* _DIRECTIONS_:
Nothing but the lines from the one with "Mark the building wall" through the last line of the data should be restated, each word for word.

* _THE DATA_:
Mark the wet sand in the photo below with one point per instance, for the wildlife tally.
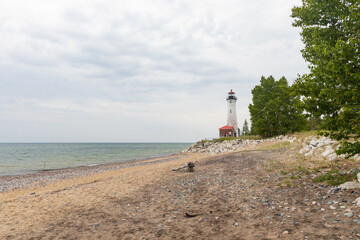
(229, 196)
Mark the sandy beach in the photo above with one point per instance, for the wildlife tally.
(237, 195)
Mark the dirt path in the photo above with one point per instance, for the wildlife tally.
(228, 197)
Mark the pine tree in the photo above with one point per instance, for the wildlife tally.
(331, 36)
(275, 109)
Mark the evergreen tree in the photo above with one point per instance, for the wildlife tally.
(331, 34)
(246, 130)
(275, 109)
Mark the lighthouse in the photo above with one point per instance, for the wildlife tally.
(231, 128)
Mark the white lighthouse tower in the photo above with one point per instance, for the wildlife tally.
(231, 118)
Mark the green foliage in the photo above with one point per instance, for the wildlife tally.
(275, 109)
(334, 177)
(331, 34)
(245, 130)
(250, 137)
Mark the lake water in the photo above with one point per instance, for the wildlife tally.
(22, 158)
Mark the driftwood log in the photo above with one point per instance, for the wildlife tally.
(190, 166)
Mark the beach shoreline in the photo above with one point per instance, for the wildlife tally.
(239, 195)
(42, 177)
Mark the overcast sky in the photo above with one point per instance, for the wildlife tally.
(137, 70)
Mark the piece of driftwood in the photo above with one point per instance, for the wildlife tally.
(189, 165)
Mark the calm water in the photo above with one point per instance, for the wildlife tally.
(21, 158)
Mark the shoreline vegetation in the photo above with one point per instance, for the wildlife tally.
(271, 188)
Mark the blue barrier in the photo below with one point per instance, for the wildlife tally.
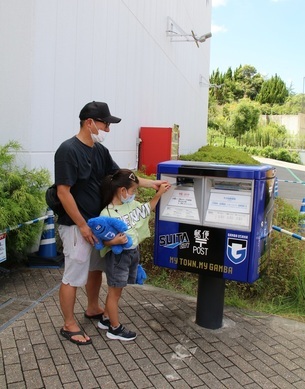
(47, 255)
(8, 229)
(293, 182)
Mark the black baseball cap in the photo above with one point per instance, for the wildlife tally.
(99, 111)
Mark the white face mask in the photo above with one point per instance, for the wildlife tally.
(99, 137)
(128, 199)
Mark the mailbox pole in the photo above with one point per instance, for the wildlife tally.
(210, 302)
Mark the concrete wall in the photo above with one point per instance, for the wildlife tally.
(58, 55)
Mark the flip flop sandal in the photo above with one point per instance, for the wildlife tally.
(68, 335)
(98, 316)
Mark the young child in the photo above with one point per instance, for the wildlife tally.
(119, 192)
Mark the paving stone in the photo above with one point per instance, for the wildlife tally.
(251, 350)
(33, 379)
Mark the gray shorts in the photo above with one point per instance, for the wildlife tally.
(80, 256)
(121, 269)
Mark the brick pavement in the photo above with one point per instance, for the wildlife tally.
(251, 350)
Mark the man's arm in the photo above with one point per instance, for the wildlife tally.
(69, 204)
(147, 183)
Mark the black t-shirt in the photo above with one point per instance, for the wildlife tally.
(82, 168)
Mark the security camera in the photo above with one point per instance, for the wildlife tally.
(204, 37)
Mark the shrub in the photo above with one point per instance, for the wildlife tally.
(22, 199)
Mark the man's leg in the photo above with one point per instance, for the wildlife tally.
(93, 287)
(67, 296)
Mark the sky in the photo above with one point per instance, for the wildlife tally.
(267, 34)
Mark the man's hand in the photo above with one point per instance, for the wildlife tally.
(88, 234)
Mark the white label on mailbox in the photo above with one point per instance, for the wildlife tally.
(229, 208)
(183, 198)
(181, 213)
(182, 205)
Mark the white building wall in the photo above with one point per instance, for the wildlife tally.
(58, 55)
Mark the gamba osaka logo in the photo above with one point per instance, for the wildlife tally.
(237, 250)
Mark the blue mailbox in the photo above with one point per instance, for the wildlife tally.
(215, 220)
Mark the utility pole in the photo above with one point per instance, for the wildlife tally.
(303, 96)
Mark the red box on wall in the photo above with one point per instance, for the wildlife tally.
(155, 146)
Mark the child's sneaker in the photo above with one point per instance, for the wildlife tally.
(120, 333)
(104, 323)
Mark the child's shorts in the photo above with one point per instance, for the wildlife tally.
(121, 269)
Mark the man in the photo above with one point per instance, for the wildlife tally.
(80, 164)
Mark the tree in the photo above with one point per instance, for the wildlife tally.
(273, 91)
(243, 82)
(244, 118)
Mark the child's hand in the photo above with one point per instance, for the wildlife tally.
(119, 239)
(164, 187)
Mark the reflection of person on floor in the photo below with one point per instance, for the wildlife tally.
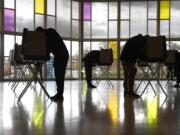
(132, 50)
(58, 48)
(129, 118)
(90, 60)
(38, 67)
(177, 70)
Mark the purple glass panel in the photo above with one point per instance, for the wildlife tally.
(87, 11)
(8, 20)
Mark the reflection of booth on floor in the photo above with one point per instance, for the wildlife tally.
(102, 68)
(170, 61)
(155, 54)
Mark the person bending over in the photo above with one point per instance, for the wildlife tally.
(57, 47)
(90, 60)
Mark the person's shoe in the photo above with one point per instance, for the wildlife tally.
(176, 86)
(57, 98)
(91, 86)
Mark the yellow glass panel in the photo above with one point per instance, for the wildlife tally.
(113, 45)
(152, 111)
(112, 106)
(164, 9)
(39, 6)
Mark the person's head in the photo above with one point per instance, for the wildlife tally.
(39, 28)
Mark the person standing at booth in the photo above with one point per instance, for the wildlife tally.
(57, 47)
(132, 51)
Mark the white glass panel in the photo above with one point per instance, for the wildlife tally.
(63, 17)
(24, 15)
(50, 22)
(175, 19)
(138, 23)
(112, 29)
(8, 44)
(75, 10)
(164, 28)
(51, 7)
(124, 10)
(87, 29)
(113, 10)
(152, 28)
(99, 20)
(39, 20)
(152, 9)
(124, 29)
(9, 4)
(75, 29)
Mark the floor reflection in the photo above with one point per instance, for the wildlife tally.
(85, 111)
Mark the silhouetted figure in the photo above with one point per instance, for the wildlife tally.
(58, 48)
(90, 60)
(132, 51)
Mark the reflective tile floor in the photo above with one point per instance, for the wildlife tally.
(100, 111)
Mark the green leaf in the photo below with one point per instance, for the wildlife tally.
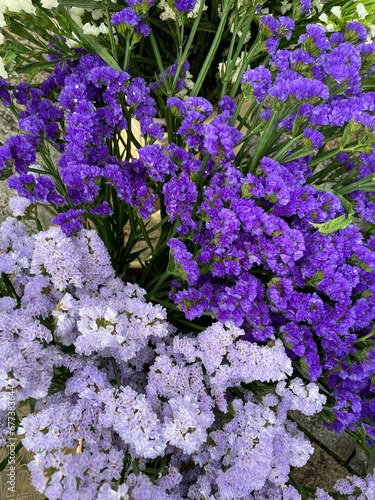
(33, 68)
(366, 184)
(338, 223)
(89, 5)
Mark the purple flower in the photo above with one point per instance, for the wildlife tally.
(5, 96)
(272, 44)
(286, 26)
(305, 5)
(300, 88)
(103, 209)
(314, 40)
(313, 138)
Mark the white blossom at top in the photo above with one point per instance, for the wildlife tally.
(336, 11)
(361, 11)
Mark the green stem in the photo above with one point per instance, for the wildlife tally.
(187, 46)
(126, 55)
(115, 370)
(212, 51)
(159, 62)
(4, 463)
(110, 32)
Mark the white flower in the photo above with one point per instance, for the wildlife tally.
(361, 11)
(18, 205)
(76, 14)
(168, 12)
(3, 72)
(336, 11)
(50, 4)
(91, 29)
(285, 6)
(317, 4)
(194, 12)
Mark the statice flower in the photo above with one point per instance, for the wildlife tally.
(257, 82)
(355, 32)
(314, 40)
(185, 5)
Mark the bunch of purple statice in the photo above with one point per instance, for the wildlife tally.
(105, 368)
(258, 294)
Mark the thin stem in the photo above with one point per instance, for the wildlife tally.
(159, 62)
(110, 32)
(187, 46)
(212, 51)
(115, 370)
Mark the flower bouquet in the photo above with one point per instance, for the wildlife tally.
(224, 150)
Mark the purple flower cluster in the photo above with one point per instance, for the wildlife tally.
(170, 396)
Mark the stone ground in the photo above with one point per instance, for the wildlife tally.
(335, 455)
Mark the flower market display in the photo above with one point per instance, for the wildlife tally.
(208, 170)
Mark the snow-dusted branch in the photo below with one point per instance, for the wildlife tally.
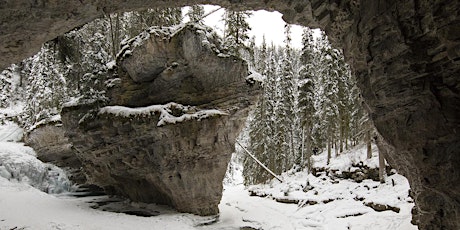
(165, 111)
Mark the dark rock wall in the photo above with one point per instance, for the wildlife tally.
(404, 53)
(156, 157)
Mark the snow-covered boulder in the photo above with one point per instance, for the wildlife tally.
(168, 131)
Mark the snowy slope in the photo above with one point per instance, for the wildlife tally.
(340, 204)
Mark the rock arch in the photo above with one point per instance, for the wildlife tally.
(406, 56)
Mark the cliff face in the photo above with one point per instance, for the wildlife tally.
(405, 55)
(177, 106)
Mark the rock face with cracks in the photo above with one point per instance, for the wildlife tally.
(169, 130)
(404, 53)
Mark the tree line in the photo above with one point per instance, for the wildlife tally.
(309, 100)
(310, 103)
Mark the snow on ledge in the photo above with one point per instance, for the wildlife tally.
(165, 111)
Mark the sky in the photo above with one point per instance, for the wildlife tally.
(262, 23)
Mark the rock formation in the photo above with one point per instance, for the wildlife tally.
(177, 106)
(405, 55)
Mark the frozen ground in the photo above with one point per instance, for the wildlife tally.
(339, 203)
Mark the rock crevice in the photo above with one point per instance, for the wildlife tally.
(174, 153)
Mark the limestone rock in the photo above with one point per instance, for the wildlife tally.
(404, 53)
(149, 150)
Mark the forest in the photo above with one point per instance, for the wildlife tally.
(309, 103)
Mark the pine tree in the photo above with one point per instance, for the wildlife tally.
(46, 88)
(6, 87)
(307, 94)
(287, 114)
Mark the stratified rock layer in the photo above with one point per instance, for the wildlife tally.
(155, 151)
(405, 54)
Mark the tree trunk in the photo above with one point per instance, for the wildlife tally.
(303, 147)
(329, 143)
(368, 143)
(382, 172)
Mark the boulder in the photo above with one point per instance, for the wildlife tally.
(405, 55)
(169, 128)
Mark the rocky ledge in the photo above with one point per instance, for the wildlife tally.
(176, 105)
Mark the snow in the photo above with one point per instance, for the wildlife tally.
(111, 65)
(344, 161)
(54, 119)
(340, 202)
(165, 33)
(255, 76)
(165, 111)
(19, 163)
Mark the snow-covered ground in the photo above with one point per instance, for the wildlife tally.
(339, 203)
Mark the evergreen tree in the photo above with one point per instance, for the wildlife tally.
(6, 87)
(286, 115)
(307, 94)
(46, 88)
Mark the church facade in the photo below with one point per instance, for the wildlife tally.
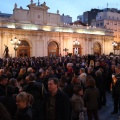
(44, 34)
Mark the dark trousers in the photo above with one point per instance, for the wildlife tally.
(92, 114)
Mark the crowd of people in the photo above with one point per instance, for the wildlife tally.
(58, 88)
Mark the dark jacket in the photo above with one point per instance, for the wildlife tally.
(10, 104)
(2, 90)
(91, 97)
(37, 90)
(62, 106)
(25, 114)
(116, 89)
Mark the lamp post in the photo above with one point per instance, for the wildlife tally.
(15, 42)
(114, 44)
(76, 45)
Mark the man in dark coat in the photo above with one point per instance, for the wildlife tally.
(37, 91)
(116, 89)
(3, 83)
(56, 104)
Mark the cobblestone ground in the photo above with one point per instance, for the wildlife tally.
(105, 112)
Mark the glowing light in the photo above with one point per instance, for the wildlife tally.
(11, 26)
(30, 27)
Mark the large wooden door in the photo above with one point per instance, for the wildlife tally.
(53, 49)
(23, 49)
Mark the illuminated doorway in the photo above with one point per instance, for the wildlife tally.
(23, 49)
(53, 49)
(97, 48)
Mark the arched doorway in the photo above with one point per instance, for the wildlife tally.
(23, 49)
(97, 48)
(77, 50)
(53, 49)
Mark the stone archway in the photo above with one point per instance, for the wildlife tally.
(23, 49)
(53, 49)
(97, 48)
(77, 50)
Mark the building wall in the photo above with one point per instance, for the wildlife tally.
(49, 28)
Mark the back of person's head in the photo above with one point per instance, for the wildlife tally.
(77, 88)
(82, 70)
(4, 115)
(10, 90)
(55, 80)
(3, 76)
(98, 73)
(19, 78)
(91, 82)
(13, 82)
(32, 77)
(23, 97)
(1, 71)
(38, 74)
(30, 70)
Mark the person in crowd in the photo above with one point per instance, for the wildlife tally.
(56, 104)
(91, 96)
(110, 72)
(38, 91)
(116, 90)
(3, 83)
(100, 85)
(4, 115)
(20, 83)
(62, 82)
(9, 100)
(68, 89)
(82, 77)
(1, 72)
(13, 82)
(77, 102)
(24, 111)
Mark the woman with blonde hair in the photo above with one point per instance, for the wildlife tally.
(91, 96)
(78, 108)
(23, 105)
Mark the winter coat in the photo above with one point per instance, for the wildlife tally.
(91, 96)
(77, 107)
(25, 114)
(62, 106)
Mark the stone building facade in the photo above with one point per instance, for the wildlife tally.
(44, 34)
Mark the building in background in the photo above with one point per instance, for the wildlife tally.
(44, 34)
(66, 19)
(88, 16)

* _ANSWER TO THIS PROBLEM_:
Mark the building wall in the photo above with one point per instance, for the wildlife tally.
(49, 28)
Mark the back of person's head in the photo above with one point per instance, for the wildlife tally.
(77, 88)
(82, 70)
(4, 115)
(10, 90)
(55, 80)
(3, 76)
(98, 73)
(19, 78)
(91, 82)
(13, 82)
(32, 77)
(23, 97)
(1, 71)
(38, 74)
(30, 70)
Mark the person in crowd in the photo above with one point per instance, for the wildlife tally.
(56, 104)
(91, 96)
(110, 72)
(38, 91)
(116, 90)
(3, 83)
(100, 85)
(4, 115)
(20, 83)
(62, 82)
(9, 100)
(68, 89)
(82, 77)
(1, 72)
(13, 82)
(77, 102)
(24, 111)
Mark the woman with blonde hair in the photo above with one point per instance, for the wildlife tally.
(91, 96)
(78, 108)
(23, 105)
Mark the winter coat in the photo above with one point per instance, for the wildlife tally.
(91, 96)
(77, 107)
(25, 114)
(62, 106)
Mark the stone building facade in the photo above with one point per instance, for the wildlife tally.
(44, 34)
Mark the building in background in the photo above with one point per instance, for the wildlife tally.
(44, 34)
(66, 19)
(88, 16)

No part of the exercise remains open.